◆ **SELECTED EXTRACT**:
--------

MADE UP: DESIGN FICTIONS is Art Center's new group exhibit surveying recent boundary bending design projects. The common link among the three dozen or so speculative works is an awareness of, and reaction to, 'the accelerating developments in technology'.
REVIEW. MADE UP: DESIGN FICTIONS
eric chavkin
All MADE UP and no where to go
MADE UP: DESIGN FICTIONS is Art Center's new group exhibit surveying recent boundary bending design projects. The common link among the three dozen or so speculative works is an awareness of, and reaction to, 'the accelerating developments in technology'.
Before I arrived I was expecting some pretentious art scene mostly because the exhibit categories seemed half-organized in hyped hipster-speak: GET REAL, FAKING IT, AS IF: MADE BELIEF; IN YOUR DREAMS. LIES. Instead there was music to listen to and not talk.
Always the outsider I instinctively pulled back from jumping in and listened first to the ambient sounds , later to passerby talk. The space was brightly lit, and I got to watch the gallery goers.
Drone…. …Drrrrooooonnnne…. Drrrrronnnnnne….Dddddrroonnnnne…. waves of sound to be with yourself. The high brisk sky was pricked with stars.
Drrrrrrone…. drrrroooonnne ….. The colder court space was more what I was into at the moment. Drrrrroooonnnnn as in moan.
My spell was broken when curator Tim Durfee spotted my friend and enthusiastically described his installation. I backed off and listened. "This is a giant interactive scanner" I summarize: … embedded on the suspended frame are an array of 24 mini-cameras recording and transmitting multi-image projecting of the opening event in real time. There are outputs for printing, plotting and online. This I gathered is what it was all about.
Drone. From the distance I was at the installation looked good. The always positive Craig Hodgetts congratulated Durfee. I said from outside the work looked looked 'elegant'. Silence. Wrong comment. Duct tape is never elegant.
The large suspended installation by Durfee centers the exhibition space out-doing most all of the other art. At almost thirty-feet (unfolded) the folded vertical frame of woven tubing is a half-open (or half-closed) book. It successfully fills a very tall and awkward space. The rough and ready installation design is all off-the–shelf fasteners, tubing, and duct tape. As my friend says, tubing is the new 2x4. This was the most impressive part of the exhibit.
The new technologies that are not specifically mentioned are present as variations and permutations of software-based and miniaturized design. Some projects speculate on the possibilities and all are described as fictions. So every picture tells story as Rod Stewart sings so if you seen it before pass on to the next. There were a lot of 'I seen THAT before' comments.
I was hoping for some arty interactive video linked with the scan, something like face recognition linked to Facebook profiles or DMV records or something equally intrusive.. That would be something. But I was disappointed. It was like getting all dressed up and nowhere to go. I think the idea was better than the outcome and this is a work in progress.

--------

◆ **INFORMATION GIVEN**:
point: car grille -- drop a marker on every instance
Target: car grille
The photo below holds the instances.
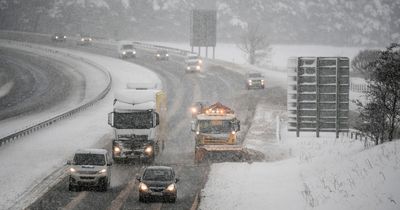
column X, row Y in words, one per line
column 87, row 172
column 87, row 177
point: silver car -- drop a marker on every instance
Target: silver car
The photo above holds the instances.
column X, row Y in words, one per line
column 90, row 167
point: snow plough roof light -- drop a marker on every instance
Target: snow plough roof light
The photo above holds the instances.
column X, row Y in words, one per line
column 218, row 109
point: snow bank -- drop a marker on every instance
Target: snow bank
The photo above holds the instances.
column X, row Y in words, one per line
column 316, row 173
column 25, row 163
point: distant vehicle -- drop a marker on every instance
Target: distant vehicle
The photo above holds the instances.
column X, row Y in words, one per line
column 126, row 51
column 85, row 40
column 158, row 181
column 139, row 122
column 193, row 63
column 90, row 167
column 162, row 55
column 255, row 80
column 59, row 37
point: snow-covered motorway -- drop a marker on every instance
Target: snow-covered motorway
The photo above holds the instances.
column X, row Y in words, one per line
column 216, row 84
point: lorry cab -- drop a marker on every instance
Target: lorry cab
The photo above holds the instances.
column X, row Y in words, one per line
column 138, row 119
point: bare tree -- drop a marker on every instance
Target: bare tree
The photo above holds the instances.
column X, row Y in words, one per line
column 380, row 116
column 362, row 60
column 254, row 43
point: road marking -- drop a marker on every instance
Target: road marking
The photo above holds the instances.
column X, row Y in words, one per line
column 72, row 204
column 122, row 196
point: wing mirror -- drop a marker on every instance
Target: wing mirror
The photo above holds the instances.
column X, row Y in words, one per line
column 193, row 126
column 111, row 119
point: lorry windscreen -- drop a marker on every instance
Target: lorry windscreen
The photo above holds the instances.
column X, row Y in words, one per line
column 127, row 47
column 89, row 159
column 138, row 120
column 215, row 126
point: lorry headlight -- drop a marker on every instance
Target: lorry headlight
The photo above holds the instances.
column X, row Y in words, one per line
column 117, row 149
column 143, row 187
column 148, row 150
column 171, row 187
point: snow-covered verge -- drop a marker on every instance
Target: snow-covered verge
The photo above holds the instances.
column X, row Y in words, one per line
column 26, row 163
column 312, row 173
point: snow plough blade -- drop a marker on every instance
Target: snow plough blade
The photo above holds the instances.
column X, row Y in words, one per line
column 221, row 153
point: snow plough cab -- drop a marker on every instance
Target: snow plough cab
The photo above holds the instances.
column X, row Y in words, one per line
column 215, row 128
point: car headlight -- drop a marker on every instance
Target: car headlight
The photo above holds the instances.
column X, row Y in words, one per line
column 143, row 187
column 171, row 187
column 117, row 149
column 148, row 150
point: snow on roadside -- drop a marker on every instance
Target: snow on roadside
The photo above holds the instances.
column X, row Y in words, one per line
column 25, row 163
column 320, row 173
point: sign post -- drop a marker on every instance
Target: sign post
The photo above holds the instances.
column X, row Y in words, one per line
column 318, row 94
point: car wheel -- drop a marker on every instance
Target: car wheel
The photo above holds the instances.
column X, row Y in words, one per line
column 142, row 199
column 71, row 187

--------

◆ **SET TASKS**:
A. Answer these from the review of MADE UP: DESIGN FICTIONS:
(i) How many mini-cameras are embedded on the suspended frame?
(ii) What is the rough and ready installation design made of?
(iii) Who congratulated Durfee?
B. Carry on the review of the MADE UP: DESIGN FICTIONS exhibit past its final sentence.
The records can be set aside; nothing here depends on them.

◆ **FINAL ANSWERS**:
A.
(i) 24
(ii) Off-the-shelf fasteners, tubing, and duct tape
(iii) Craig Hodgetts

B.
This was more like a contemporary overview and for me there was not much in ground-breaking design or mind-bending concepts. Highlights for me were Perry Kulper's works and Benjamin Bratton's word vortex Plastic Futures Markets. It was good to see a few of Coy Howard's hand-to-mouse renderings exhibited again and kids liked playing with the Macs that were there for the software based projects. As I mentioned the suspended installation by Tim Durfee was the best piece. The exhibit is on until March 20.
Wind Tunnel Gallery
Art Center College of Design South Campus
950 South Raymond Avenue, Pasadena 91105
Janurary 29 – March 20, 2011
10 Comments
link to art center event
http://blogs.artcenter.edu/dottedline/tag/tim-durfee/
eric, i am glad you wrote the review. i opted for cairo..
i just dug up my notes from the opening night, after i dropped you off late at night last month;
... But hold on.. There is more to the curators' show. Let me reconstruct;
in this case, the made up show is 'something' or an idea surrounded with object makers' objects to manifest the 'what?' interchangeable with 'now' interchangeable with 'this.'
Designers and architects are dutifully good at this. A social media spectacle with polished amounts of exhibition 'look,' admired by the excited audience, participants and flack juggling bloggers, burning man recruiters, scene of scanprint working at best to make the experience of the belonging, fullfiling and slopshistic.
At worst, failing to materialize in more serious ways in real time of the bigger audiences, yet, 'the utopia disposable' fistfighting, wanting to be jettisoned, but idle.
High expected with the curve shaped pvc pipes, the new 2x4 of the architecture gallery circuit, down beamed, and happy customered.
“Here you leave today, and enter the world of yesterday, tomorrow and the fantasy” said the dead in the urn Mickey Mouse He is off the shelf choarcol now.
It felt like he would, if he could, 'turn on the wind and puff.., liberated at last.'
Tonight we know, the real revolution is in Egypt.
Now, I don't want to review this show, I have already seen it years ago, in other places, few times. Besides, the night is really significant in Cairo.
1/29/2011, Los Angeles
here are some pictures;
Dear Orhan,
Thank you for adding your reflections on an evening. I am flattered that you would move within a sentence from this small exhibition mounted by a tiny department in Pasadena that never uses the word “revolution” to an event as monumental as the mostly bloodless uprising in Egypt.
I should hope an exhibition like this would come a distant second to “Egypt.” But I am certain that what occurred in Cairo never would have happened if it were not for the same perceptual, procedural, and epistemological shifts that are underlying the work in this exhibition, or the earlier versions of it you report to have seen...
To imagine what isn’t can be pure delusion. Or poetry. Or design. Or art. Or science. In Egypt it was revolution.
Tim
Dear Eric (PART 1):
Thank you for taking the time to compose your blog entry. I am, however, compelled to write this response to the one or two paragraphs where you directly address the work and themes in the MADE UP exhibition.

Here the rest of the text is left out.